## START Dataset records

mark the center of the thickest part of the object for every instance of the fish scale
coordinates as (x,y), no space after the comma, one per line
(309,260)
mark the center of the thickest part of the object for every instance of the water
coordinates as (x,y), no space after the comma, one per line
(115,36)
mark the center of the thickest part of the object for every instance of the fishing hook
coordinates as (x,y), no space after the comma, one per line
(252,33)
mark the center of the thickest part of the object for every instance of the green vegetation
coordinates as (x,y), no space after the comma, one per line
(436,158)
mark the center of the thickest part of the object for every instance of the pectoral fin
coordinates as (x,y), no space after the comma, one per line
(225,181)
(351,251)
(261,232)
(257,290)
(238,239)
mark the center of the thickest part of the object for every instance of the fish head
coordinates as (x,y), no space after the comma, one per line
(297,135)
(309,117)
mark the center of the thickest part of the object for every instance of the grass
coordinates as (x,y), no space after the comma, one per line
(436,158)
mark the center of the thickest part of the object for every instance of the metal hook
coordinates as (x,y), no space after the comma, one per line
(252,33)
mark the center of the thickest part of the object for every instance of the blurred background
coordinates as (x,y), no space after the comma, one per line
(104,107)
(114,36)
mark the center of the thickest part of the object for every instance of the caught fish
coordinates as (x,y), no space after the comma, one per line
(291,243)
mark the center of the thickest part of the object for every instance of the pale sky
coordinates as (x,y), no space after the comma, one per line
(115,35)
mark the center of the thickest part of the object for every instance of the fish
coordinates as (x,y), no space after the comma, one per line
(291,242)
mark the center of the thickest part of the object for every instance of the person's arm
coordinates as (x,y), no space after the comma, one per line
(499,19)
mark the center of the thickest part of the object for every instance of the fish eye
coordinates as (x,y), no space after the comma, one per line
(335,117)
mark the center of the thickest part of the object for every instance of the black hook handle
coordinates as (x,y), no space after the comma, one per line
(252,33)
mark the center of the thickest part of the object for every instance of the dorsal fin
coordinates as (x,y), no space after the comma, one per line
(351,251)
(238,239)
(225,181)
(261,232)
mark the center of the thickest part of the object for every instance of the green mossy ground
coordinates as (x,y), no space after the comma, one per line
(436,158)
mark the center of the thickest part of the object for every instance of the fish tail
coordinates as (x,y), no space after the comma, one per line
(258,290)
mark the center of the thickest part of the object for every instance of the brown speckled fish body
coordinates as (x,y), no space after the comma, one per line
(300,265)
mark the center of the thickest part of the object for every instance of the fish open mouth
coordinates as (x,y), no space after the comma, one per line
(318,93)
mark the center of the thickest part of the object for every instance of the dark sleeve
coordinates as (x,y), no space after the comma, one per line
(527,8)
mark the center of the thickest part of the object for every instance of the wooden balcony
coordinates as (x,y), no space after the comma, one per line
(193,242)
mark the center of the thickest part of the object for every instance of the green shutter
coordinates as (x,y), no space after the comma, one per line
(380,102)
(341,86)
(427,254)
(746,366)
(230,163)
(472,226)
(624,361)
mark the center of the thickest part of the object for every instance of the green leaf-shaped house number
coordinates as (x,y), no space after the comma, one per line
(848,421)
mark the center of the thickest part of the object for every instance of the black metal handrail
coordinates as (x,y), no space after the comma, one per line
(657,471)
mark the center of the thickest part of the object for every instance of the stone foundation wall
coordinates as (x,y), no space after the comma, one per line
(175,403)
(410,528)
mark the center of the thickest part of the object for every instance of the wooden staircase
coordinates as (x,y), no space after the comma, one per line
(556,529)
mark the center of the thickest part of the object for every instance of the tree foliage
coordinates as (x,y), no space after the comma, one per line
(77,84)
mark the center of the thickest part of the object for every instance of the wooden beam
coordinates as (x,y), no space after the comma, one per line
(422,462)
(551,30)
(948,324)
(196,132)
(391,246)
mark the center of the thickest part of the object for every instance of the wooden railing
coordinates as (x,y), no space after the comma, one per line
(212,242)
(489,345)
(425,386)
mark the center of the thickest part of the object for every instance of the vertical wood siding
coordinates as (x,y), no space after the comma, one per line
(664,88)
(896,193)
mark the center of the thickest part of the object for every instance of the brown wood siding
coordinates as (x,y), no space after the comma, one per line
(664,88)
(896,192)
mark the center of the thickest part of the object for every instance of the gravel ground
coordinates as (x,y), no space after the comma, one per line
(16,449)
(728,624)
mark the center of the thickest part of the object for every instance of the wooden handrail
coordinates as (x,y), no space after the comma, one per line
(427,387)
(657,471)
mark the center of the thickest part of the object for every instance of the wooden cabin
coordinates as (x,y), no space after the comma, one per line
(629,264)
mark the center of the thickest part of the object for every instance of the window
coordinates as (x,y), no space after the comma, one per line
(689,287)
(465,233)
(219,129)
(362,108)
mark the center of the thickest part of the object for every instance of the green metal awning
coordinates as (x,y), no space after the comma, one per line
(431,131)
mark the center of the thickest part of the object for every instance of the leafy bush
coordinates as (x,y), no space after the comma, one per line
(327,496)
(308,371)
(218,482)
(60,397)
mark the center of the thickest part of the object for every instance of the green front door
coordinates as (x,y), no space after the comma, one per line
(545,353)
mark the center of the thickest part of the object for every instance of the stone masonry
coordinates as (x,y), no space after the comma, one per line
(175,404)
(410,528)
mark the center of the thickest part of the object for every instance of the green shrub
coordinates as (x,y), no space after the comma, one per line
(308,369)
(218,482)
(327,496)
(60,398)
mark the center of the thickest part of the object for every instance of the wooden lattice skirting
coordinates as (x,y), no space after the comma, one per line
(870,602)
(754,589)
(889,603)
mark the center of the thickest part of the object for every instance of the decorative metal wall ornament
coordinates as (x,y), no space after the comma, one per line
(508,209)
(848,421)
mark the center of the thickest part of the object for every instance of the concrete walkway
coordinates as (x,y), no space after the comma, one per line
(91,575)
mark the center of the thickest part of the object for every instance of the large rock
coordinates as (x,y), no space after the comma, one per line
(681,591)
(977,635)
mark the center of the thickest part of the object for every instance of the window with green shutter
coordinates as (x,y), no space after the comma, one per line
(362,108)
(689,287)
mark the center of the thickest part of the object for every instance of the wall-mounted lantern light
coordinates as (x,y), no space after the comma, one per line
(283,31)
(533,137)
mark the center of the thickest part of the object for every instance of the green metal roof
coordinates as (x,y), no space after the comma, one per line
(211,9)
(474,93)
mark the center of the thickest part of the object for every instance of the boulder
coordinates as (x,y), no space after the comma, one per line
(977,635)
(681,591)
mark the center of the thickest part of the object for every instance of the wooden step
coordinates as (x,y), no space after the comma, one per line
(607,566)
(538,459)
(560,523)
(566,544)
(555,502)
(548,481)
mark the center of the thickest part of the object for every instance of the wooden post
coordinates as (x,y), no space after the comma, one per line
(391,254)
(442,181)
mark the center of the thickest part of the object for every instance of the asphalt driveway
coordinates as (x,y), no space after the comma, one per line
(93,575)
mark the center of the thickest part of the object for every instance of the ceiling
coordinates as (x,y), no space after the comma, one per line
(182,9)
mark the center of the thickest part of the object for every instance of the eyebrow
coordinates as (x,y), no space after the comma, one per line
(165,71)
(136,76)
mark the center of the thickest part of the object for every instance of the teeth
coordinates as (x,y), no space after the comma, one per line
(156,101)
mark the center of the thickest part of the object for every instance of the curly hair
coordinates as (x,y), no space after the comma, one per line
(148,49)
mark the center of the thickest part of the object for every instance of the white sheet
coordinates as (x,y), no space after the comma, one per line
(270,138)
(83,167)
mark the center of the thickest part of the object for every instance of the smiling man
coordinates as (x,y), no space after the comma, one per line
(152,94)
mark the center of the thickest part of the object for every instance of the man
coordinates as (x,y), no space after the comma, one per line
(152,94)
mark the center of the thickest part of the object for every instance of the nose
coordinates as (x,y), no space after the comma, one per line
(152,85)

## END Dataset records

◆ What you have to do:
Format every line of the records above as a JSON list of strings, one string per line, and leave out any blank lines.

◆ Answer for this exercise:
[
  "mark the center of the thickest part of the object for every instance of the fish scale",
  "coordinates as (x,y), no space after the comma, one per line",
  "(309,260)",
  "mark the center of the thickest part of the object for every instance of the water",
  "coordinates as (x,y), no space after the comma, one per line",
  "(115,36)",
  "mark the center of the thickest part of the object for every instance of the fishing hook",
  "coordinates as (x,y), no space after the comma, one per line",
  "(252,33)",
  "mark the center of the thickest part of the object for every instance of the green vegetation",
  "coordinates as (x,y), no space after the comma, one per line",
  "(436,158)",
  "mark the center of the thickest part of the object for every instance of the pectoral fin",
  "coordinates as (x,y), no space after the comma, one per line",
  "(225,181)",
  "(351,251)",
  "(261,232)",
  "(257,290)",
  "(238,239)",
  "mark the center of the thickest part of the object for every instance of the fish head",
  "coordinates as (x,y), no space after the comma, one per line",
  "(297,135)",
  "(309,117)",
  "mark the center of the thickest part of the object for every instance of the grass",
  "coordinates as (x,y), no space after the comma, one per line",
  "(436,158)",
  "mark the center of the thickest part of the object for every instance of the metal hook",
  "coordinates as (x,y), no space after the comma, one per line",
  "(252,33)",
  "mark the center of the thickest part of the object for every instance of the blurred background",
  "coordinates as (x,y), no space after the comma, one per line",
  "(104,107)",
  "(114,36)",
  "mark the center of the thickest part of the object for every instance of the caught fish",
  "coordinates as (x,y), no space after the comma, one per line",
  "(291,243)",
  "mark the center of the thickest part of the object for every instance of the pale sky",
  "coordinates as (x,y), no space after the comma, one per line",
  "(115,35)",
  "mark the center of the thickest part of the object for every instance of the fish",
  "coordinates as (x,y), no space after the comma, one per line",
  "(291,242)",
  "mark the center of the thickest part of the object for every instance of the person's arm",
  "coordinates as (x,y), no space after the comma, one per line",
  "(499,19)",
  "mark the center of the thickest part of the object for every instance of the fish eye",
  "coordinates as (x,y), no space after the comma, one per line",
  "(335,117)",
  "mark the center of the thickest part of the object for every instance of the black hook handle",
  "coordinates as (x,y), no space after the comma, one per line",
  "(252,33)",
  "mark the center of the thickest part of the object for every instance of the dorsal fin",
  "coordinates as (x,y), no space after the comma, one per line",
  "(351,251)",
  "(238,239)",
  "(225,181)",
  "(261,232)",
  "mark the center of the thickest part of the object for every instance of the green mossy ground",
  "coordinates as (x,y), no space after the comma, one per line",
  "(436,158)",
  "mark the center of the thickest part of the object for every instance of the fish tail",
  "coordinates as (x,y), no space after the comma, one per line",
  "(258,290)",
  "mark the center of the thickest part of the object for every instance of the brown speckled fish body",
  "coordinates as (x,y), no space after the comma, one per line",
  "(300,265)",
  "mark the center of the thickest part of the object for every instance of the fish open mouth",
  "coordinates as (x,y), no space after the comma, one per line",
  "(318,93)",
  "mark the center of the thickest part of the object for every instance of the dark sleeve",
  "coordinates as (x,y), no space after the comma, one per line",
  "(527,8)",
  "mark the center of the thickest part of the object for every instance of the wooden balcony",
  "coordinates as (x,y), no space after the comma, one per line",
  "(193,242)",
  "mark the center of the thickest part of the object for every instance of the green shutter",
  "coordinates as (x,y), no space after the comma, one per line",
  "(380,102)",
  "(341,86)",
  "(427,254)",
  "(746,366)",
  "(230,163)",
  "(472,226)",
  "(624,361)",
  "mark the center of the thickest part of the object for every instance of the green leaf-shaped house number",
  "coordinates as (x,y), no space after the comma, one per line",
  "(848,421)",
  "mark the center of the thickest part of the object for every instance of the black metal handrail",
  "coordinates as (x,y), no space after the comma, one per line",
  "(657,471)",
  "mark the center of the thickest part of the object for every instance of the stone foundation wall",
  "coordinates as (x,y), no space after the comma, one per line",
  "(175,403)",
  "(410,528)",
  "mark the center of the thickest part of the object for every instance of the wooden staircase",
  "coordinates as (x,y), no space after the comma, one per line",
  "(556,529)",
  "mark the center of the thickest part of the object for every instance of the tree foliage",
  "coordinates as (x,y), no space after the comma, one per line",
  "(77,84)",
  "mark the center of the thickest part of the object for every instance of the wooden beam",
  "coordinates as (x,y), no space after the comma, one per line",
  "(422,462)",
  "(551,30)",
  "(948,324)",
  "(196,132)",
  "(391,246)",
  "mark the center of the thickest part of the object for every instance of the wooden railing",
  "coordinates as (x,y), no space after the comma, one per line",
  "(212,242)",
  "(489,345)",
  "(425,386)",
  "mark the center of the thickest part of the object for every instance of the vertical wood siding",
  "coordinates as (x,y), no space after the comma, one per line",
  "(664,88)",
  "(896,193)",
  "mark the center of the thickest part of the object for every instance of the brown wood siding",
  "coordinates as (x,y), no space after the comma, one per line",
  "(664,88)",
  "(896,192)",
  "mark the center of the thickest part of the object for every instance of the gravel ground",
  "coordinates as (x,y), no space after the comma, one per line",
  "(16,449)",
  "(728,624)",
  "mark the center of the thickest part of the object for every instance of the wooden handrail",
  "coordinates as (x,y), no space after the comma, one per line",
  "(427,387)",
  "(657,471)",
  "mark the center of the thickest part of the object for every instance of the wooden cabin",
  "coordinates as (x,y), no space after the comma, one per line",
  "(629,264)",
  "mark the center of the thickest part of the object for every instance of the window",
  "coordinates as (x,y), no space after the comma, one per line",
  "(689,287)",
  "(465,233)",
  "(219,129)",
  "(362,108)",
  "mark the center of the thickest part of the object for every instance of the green metal awning",
  "coordinates as (x,y), no space after the comma, one per line",
  "(431,131)",
  "mark the center of the thickest part of the object for every instance of the leafy bush",
  "coordinates as (x,y), no space after the comma, one per line",
  "(327,496)",
  "(308,371)",
  "(218,482)",
  "(60,397)",
  "mark the center of the thickest part of the object for every instance of the green front door",
  "coordinates as (x,y), no space after the comma, one per line",
  "(545,353)",
  "mark the center of the thickest part of the object for every instance of the stone masonry",
  "coordinates as (x,y), no space after the comma, one per line",
  "(175,404)",
  "(410,528)",
  "mark the center of the thickest part of the object for every instance of the green shrub",
  "coordinates as (x,y), no space after the comma, one per line",
  "(308,369)",
  "(218,482)",
  "(327,496)",
  "(60,398)",
  "mark the center of the thickest part of the object for every instance of the wooden lattice skirting",
  "coordinates as (x,y), no space after the comma, one per line",
  "(870,602)",
  "(754,589)",
  "(889,603)",
  "mark the center of the thickest part of the object for every instance of the decorative metal wall ornament",
  "coordinates as (x,y), no space after the comma, one per line",
  "(508,209)",
  "(848,421)",
  "mark the center of the thickest part of the object for every instance of the concrete walkway",
  "coordinates as (x,y), no space after the comma, one per line",
  "(91,575)",
  "mark the center of the thickest part of the object for every instance of the large rock",
  "coordinates as (x,y), no space after the comma, one per line",
  "(681,591)",
  "(977,635)",
  "mark the center of the thickest part of the object for every instance of the window with green shutter",
  "coordinates as (x,y), no space after the comma, one per line",
  "(362,108)",
  "(689,287)",
  "mark the center of the thickest part of the object for every instance of the wall-mounted lantern light",
  "coordinates as (x,y), no space after the comma, one per line",
  "(283,31)",
  "(533,137)",
  "mark the center of the thickest part of the object for every instance of the green metal roof",
  "coordinates as (x,y), no space after the comma, one per line",
  "(211,9)",
  "(474,93)",
  "mark the center of the thickest part of the object for every instance of the boulder",
  "coordinates as (x,y), no space after the comma, one per line",
  "(977,635)",
  "(681,591)",
  "mark the center of the thickest part of the object for every instance of the wooden step",
  "coordinates as (x,y), no space after the comma, one per line",
  "(607,566)",
  "(538,459)",
  "(560,523)",
  "(566,544)",
  "(555,502)",
  "(548,481)",
  "mark the center of the thickest part of the object for every instance of the wooden post",
  "coordinates as (x,y), no space after the comma, one per line",
  "(391,254)",
  "(442,181)",
  "mark the center of the thickest part of the object for every instance of the asphalt driveway",
  "coordinates as (x,y), no space after the comma, one per line",
  "(93,575)",
  "mark the center of the thickest part of the object for every instance of the ceiling",
  "coordinates as (x,y), no space after the comma, one per line",
  "(182,9)",
  "mark the center of the thickest part of the object for every instance of the eyebrow",
  "coordinates as (x,y), no space after the comma, one per line",
  "(165,71)",
  "(136,76)",
  "mark the center of the thickest part of the object for every instance of the teeth",
  "coordinates as (x,y), no space after the comma, one per line",
  "(156,101)",
  "mark the center of the thickest part of the object for every instance of the curly hair",
  "coordinates as (x,y), no space after the comma, one per line",
  "(148,49)",
  "mark the center of the thickest part of the object for every instance of the white sheet",
  "coordinates as (x,y), no space after the comma, one per line",
  "(270,138)",
  "(83,167)",
  "mark the center of the thickest part of the object for every instance of the smiling man",
  "coordinates as (x,y), no space after the comma, one per line",
  "(152,94)",
  "mark the center of the thickest part of the object for every instance of the man",
  "coordinates as (x,y), no space after the comma, one per line",
  "(152,94)",
  "mark the center of the thickest part of the object for every instance of the nose",
  "coordinates as (x,y), no space after the comma, one per line",
  "(152,85)"
]